» SET TASK
Extract every line from the entries below that contains the string "power", treating case as significant.

» DATA SUPPLIED
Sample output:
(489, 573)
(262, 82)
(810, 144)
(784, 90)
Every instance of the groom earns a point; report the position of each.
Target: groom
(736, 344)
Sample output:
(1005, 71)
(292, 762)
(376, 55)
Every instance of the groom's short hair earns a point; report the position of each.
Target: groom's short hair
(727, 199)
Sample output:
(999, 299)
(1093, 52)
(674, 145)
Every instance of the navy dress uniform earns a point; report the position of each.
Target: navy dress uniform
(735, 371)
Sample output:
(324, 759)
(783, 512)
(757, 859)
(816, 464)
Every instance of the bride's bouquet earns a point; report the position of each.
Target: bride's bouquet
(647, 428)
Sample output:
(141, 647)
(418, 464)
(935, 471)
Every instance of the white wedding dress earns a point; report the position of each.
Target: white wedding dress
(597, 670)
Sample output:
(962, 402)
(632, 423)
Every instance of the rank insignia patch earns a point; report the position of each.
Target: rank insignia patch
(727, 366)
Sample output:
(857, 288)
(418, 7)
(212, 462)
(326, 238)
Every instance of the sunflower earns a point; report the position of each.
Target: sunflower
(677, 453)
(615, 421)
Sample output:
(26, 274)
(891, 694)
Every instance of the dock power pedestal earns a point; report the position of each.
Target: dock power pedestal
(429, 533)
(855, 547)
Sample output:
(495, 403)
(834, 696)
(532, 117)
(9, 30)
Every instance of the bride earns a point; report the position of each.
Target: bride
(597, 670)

» WORKED SOLUTION
Every instance of the dock power pedestal earns a point; report the position of each.
Target: dock power pedestal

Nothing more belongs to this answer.